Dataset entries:
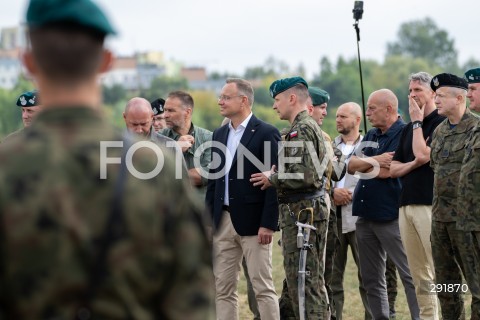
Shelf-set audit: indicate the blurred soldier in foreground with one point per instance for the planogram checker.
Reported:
(82, 238)
(30, 104)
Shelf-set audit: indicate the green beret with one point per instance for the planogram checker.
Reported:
(81, 12)
(448, 80)
(318, 96)
(281, 85)
(157, 106)
(473, 75)
(28, 99)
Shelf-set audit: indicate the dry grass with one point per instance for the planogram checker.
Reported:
(353, 306)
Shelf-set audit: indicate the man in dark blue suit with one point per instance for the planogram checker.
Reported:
(244, 216)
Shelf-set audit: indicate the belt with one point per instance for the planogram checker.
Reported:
(300, 196)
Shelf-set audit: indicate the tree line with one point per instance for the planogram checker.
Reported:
(420, 46)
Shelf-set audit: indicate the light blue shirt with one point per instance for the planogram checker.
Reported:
(233, 140)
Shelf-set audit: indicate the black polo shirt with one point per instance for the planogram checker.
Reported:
(417, 185)
(377, 199)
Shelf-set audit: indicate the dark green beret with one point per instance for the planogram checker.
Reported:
(28, 99)
(318, 96)
(448, 80)
(473, 75)
(281, 85)
(82, 12)
(157, 106)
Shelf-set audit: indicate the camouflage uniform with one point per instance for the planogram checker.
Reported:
(392, 285)
(452, 248)
(13, 135)
(335, 172)
(200, 136)
(295, 195)
(53, 214)
(468, 204)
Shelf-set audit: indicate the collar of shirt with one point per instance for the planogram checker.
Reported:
(242, 125)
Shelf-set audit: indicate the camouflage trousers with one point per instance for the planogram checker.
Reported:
(316, 299)
(453, 254)
(392, 284)
(333, 241)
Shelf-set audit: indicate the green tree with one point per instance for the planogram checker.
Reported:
(424, 39)
(113, 94)
(161, 86)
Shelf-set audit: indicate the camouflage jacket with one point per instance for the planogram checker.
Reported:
(446, 157)
(201, 136)
(307, 137)
(54, 207)
(336, 168)
(13, 135)
(468, 200)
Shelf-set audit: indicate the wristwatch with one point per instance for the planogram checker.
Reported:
(417, 124)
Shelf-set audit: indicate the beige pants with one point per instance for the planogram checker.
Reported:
(415, 223)
(229, 248)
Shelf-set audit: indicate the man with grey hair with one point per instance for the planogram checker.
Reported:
(138, 116)
(244, 217)
(411, 163)
(375, 202)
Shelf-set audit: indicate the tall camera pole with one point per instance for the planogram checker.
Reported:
(357, 15)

### BRIEF
Copy every entry exactly; drop the pictures.

### ANSWER BELOW
Shelf-set audit: indicate the blurred soldier in foreground with one point per instance for the planogram checker.
Reported:
(82, 238)
(30, 104)
Shelf-set audit: indicate the green beret with one point per instance for the planogram checker.
Reported:
(81, 12)
(448, 80)
(318, 96)
(281, 85)
(157, 106)
(473, 75)
(28, 99)
Shelf-set audit: indicate the dry grass with one point per instance for the planogram checker.
Reported:
(353, 306)
Shelf-set audit: indicate the man in dark blue suit with one point per instance for the planogram checker.
Reported:
(244, 216)
Shelf-set audit: indicate the belt with one point per instance for the planogram checker.
Reported:
(300, 196)
Shelf-set audit: indicate the tree line with one point per instance for the planogram checker.
Reported:
(420, 46)
Shelf-set audit: indicate the light blue shirt with one point per instance for the planogram checker.
Reported:
(233, 140)
Shelf-set audit: indicate the black polo shirt with one point per instance for the planogram checker.
Reported:
(417, 185)
(377, 199)
Shelf-set audit: indicate the dark green beret with one point per instance for the planogram checker.
Reported:
(28, 99)
(318, 96)
(448, 80)
(473, 75)
(281, 85)
(82, 12)
(157, 106)
Shelf-set audit: indicate the camouflage uniform with one point per instance for the planogram checker.
Reported:
(392, 285)
(452, 248)
(13, 135)
(335, 172)
(200, 136)
(295, 195)
(53, 214)
(468, 204)
Shelf-set audit: indicate the collar of shirt with one point per instance for the planogram checker.
Reported:
(242, 125)
Shelf-set audit: indicate the camouflage trousers with one point per instance for the planogram checker.
Reported:
(316, 299)
(453, 254)
(392, 284)
(333, 241)
Shelf-set audit: indicate the green tree with one point per instance for the planogram checker.
Reported:
(424, 39)
(113, 94)
(161, 86)
Shelf-set audit: indicate the camouflage jacket with one point per instance for the planogram checker.
Reported:
(446, 157)
(201, 136)
(307, 137)
(54, 207)
(336, 168)
(13, 135)
(468, 200)
Shelf-set audit: indicate the wristwatch with one point per instance for the planogram checker.
Reported:
(417, 124)
Shelf-set audit: indicate the beige pants with one point per instance for the planogram checker.
Reported:
(415, 223)
(229, 248)
Shelf-set audit: indicate the man with grey hair with one point per instance for the planogram checker.
Reported:
(138, 116)
(244, 217)
(411, 163)
(375, 202)
Shelf-set audit: indicate the tall camera pole with one point per instance for the planogram checker.
Reported:
(357, 15)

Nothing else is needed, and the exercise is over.